▶ _Directions for this task_: According to the passage below about talking with children when a parent has a personality disorder, what is a pathological parent's accusation that the other parent is mentally ill?

▶ _Reading passage_:
Personality disordered people are known for pathological lying and projection, which means they blame and accuse the other parent for doing exactly what it is they are doing. This is a very confusing dynamic. It is not at all uncommon that a pathological parent will accuse the other parent of being mentally ill, and in front of the children. This is a defense mechanism against his or her own mental illness. A disordered individual really needs to believe it is the other person creating the problems because he or she is incapable of taking any responsibility for his or her own actions and behavior.

How to talk to your children depends on the age and awareness level of the kids. Some very young children are extremely aware and others are not so aware. You will need to tune into the cues of your children and listen to their reality and help to guide them. If they asked a question concerning the behavior of the other parent or why you live apart or are divorcing, speak honestly but with tact and speak at the emotional level of your child so he or she can understand what you are saying. Encourage conversation and questions.

It is the nature of a child to love both parents and want the love, attention and approval of both parents. It is important to pay attention to the relationship your child is having with the other parent. If your child is “in love” with the disordered parent, it is important to support that love and acceptance of the other parent but also explain to the child that Mommy and Daddy see things differently. You might use props to demonstrate how when you look through this pair of glasses the world looks different. You might also show your child how life looks without any of the eye glasses and explain this as an “unaltered” view. You might explain that when people have a mental illness they are looking at life through a very different pair of glasses and pick a pair that really distorts their vision so they can get an idea of what you are talking about.

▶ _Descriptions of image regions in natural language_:
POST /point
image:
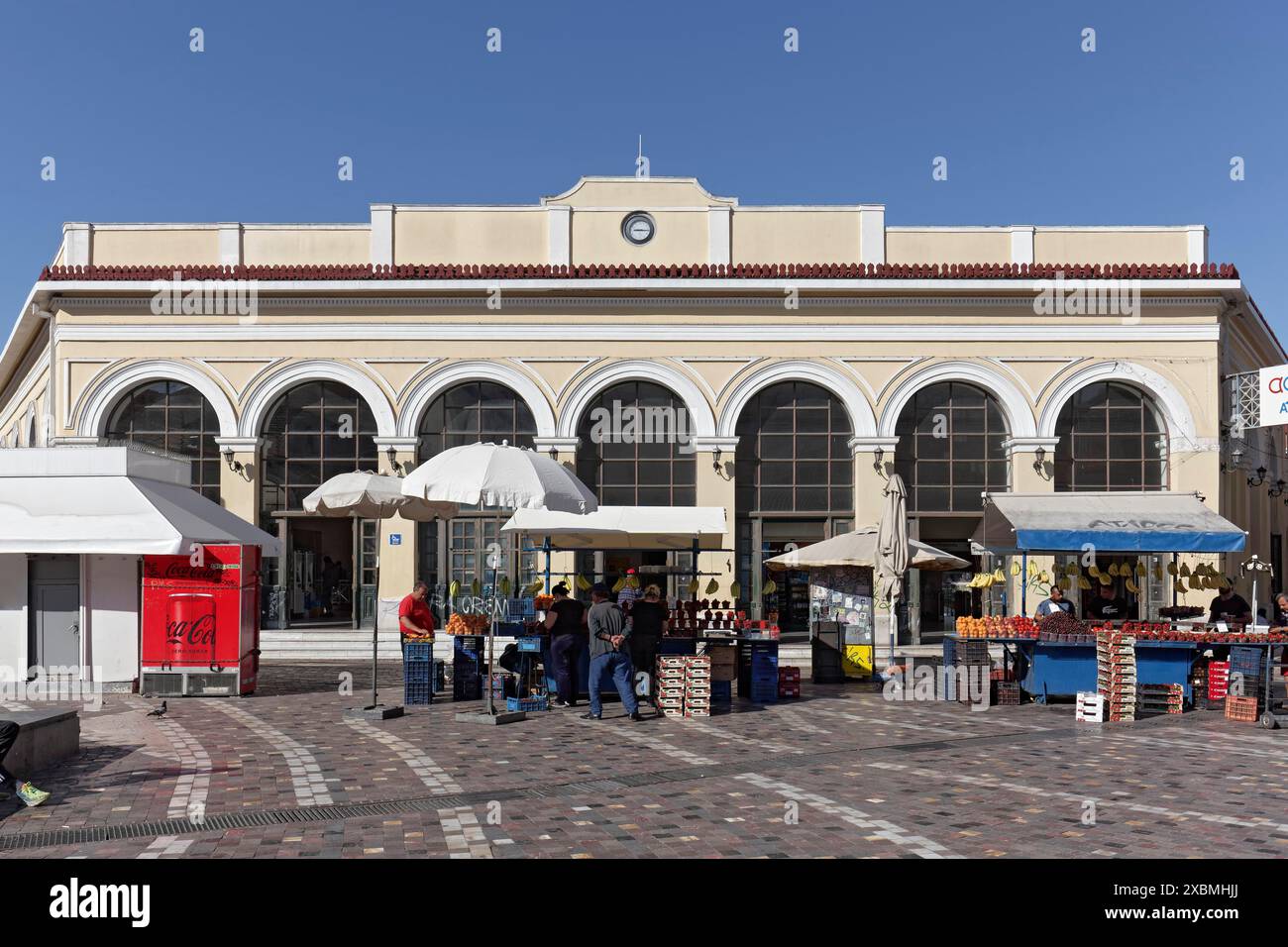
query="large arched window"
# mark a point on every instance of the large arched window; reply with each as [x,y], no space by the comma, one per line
[171,416]
[310,433]
[1112,437]
[472,412]
[795,484]
[951,447]
[636,447]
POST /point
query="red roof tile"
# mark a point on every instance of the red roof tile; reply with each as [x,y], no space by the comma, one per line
[688,270]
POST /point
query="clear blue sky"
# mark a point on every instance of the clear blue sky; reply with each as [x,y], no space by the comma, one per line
[1034,131]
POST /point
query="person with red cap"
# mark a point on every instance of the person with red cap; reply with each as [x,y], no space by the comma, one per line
[630,591]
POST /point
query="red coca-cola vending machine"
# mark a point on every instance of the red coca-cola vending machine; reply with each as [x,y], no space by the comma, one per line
[201,622]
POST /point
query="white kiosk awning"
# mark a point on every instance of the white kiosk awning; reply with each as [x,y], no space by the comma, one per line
[110,500]
[625,527]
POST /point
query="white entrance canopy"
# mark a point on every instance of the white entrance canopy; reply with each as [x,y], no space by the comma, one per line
[1109,522]
[625,527]
[110,500]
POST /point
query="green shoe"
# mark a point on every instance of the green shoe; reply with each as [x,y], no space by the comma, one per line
[31,795]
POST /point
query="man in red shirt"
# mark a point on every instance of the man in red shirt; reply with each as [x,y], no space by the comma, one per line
[415,617]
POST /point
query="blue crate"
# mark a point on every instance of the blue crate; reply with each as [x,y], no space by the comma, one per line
[1247,661]
[417,651]
[527,703]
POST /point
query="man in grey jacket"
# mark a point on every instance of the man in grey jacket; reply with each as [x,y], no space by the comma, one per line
[609,652]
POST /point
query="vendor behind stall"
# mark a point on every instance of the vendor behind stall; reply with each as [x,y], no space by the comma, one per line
[1108,604]
[566,620]
[1055,602]
[648,621]
[1229,605]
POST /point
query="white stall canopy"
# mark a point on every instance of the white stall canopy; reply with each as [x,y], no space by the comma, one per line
[625,527]
[110,500]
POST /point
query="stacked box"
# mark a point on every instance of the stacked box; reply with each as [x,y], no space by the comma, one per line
[697,685]
[724,661]
[789,682]
[1116,674]
[1006,693]
[1219,681]
[1159,698]
[1091,707]
[1241,709]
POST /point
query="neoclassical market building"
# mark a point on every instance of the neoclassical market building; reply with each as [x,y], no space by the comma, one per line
[807,352]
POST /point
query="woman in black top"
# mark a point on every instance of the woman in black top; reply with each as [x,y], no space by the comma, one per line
[567,625]
[649,618]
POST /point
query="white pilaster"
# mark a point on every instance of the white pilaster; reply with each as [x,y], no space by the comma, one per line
[382,235]
[719,236]
[1021,244]
[559,241]
[872,234]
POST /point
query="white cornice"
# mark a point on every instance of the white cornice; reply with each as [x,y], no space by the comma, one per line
[636,330]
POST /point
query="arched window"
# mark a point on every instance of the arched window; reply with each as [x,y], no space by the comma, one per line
[795,484]
[636,447]
[171,416]
[312,432]
[472,412]
[1112,437]
[951,449]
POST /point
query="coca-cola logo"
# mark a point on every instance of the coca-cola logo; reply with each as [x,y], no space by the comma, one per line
[196,633]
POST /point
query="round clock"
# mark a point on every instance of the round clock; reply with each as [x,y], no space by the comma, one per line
[638,227]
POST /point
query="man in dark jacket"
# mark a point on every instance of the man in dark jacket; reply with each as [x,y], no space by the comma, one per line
[609,654]
[11,784]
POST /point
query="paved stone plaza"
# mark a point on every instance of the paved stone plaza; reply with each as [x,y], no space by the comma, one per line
[840,772]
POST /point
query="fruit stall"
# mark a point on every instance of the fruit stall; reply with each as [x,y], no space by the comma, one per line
[1061,656]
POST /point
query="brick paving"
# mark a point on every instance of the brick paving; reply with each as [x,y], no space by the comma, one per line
[840,772]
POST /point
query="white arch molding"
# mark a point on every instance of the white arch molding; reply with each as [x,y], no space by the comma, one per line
[97,402]
[1166,397]
[1019,415]
[862,419]
[277,382]
[703,421]
[462,372]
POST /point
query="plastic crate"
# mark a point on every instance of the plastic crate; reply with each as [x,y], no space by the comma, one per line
[531,703]
[417,651]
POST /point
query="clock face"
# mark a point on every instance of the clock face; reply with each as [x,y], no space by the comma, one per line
[638,228]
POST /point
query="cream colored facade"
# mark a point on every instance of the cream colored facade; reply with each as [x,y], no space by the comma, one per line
[80,344]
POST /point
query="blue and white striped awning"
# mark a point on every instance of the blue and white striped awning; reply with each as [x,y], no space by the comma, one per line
[1115,522]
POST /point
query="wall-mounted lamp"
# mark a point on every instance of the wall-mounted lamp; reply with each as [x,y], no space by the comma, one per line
[236,466]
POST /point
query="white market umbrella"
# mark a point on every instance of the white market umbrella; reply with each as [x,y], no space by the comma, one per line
[893,548]
[859,548]
[362,495]
[502,476]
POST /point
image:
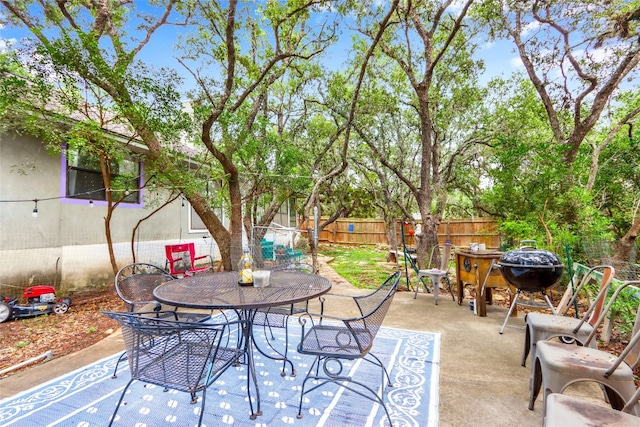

▶ _Finished exercise_: A defense mechanism against his or her own mental illness.